§ **Brief A**
According to the arcade route post, why do arcade buyers and operators focus so closely on how a game earns? Answer in one to three sentences.
§ **Brief B**
From the arcade route post, set down everything from "If you wanted" down to "on each machine.", word for word.

───── Document text

Can you explain this a bit more for us outsiders? Is it like an old-fashioned paper route, where you buy the thing to be sold from the producer (publisher) but have to collect the money yourself?

 

I'm finally reaching the level of maturity where I'm starting to appreciate the business side of this stuff, not just the art/entertainment aspect. It's still amazing to me that anyone made enough money from this to make it worthwhile. 

Oops, sorry about the delay. Been in Vegas for part of the week and busy with work stuff. :P

 

A paper route would be a good analogy, in this case the "papers" are the arcade machines that just sit in one spot and keep being rebought.

 

If you wanted to do a route right now, it hasn't really changed since the 80's. Generally, the smart thing to do is find the location first, then see what it is that they are interested in doing with you. You should work out a contract (although many just do verbal with a handshake), then you buy the requested games, or buy what you think will do best in the space. The game(s) arrive, you set them up, then it's your responsibility to maintain them and collect the cash out of each machine. In a busy location, you'd do it weekly, not-so-busy location anywhere from bi-weekly to monthly. They did show that in the video - part of the contract phase is you determine with the site owner what split is being done. 50/50 is common, although operators really prefer a higher cut, especially if you're the one spending a few to several thousand dollars on each machine. 

 

This is why arcade buyers/operators are always so focused on how a game earns, and why it's important to get as many numbers as you can before a purchase. It's one thing if you are making 100% of what a machine takes, very much another if you're only keeping 50% of it. A solid piece will have itself paid off within 12 months; awesome pieces are paid off in half that time. The best performer for me in recent times was Cruis'n Blast by Raw Thrills. While it lacks much of the charm of the original Cruis'ns, it did so well in my location that it was technically paid off in 5 1/2 months (I say 'technically' as I financed it for a few years, and everything it brought in I haven't focused on as paying off the game now). Sometimes I've bought games that are duds, but I'm fortunate to have games like Cruis'n pick up the slack where they failed.

──────────
───── Listing

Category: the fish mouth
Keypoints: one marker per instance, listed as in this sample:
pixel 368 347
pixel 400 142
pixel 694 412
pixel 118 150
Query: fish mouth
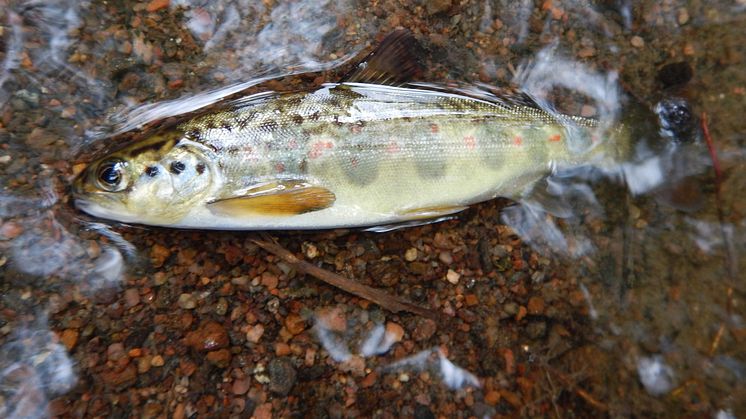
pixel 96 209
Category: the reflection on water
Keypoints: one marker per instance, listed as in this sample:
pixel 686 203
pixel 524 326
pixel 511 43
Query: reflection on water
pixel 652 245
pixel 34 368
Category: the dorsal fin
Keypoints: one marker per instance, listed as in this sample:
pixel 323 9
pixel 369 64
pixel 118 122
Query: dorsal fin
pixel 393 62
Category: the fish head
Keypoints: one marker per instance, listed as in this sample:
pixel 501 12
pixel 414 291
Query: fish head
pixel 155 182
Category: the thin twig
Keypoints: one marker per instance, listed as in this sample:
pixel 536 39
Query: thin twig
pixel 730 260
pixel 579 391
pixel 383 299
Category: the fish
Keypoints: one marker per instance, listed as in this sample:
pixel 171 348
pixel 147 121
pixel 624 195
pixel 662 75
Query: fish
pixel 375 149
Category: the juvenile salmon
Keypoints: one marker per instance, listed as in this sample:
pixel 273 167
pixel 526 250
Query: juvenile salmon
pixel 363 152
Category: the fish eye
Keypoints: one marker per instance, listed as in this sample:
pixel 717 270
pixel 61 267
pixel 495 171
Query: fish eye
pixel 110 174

──────────

§ **Finished answer A**
The operator usually splits a machine's take with the site owner, often 50/50, so the earnings have to cover the machine's cost out of only part of the money. Making 100% of what a machine takes is very different from keeping only 50% of it, so operators try to get as many numbers as they can before buying.

§ **Finished answer B**
If you wanted to do a route right now, it hasn't really changed since the 80's. Generally, the smart thing to do is find the location first, then see what it is that they are interested in doing with you. You should work out a contract (although many just do verbal with a handshake), then you buy the requested games, or buy what you think will do best in the space. The game(s) arrive, you set them up, then it's your responsibility to maintain them and collect the cash out of each machine. In a busy location, you'd do it weekly, not-so-busy location anywhere from bi-weekly to monthly. They did show that in the video - part of the contract phase is you determine with the site owner what split is being done. 50/50 is common, although operators really prefer a higher cut, especially if you're the one spending a few to several thousand dollars on each machine.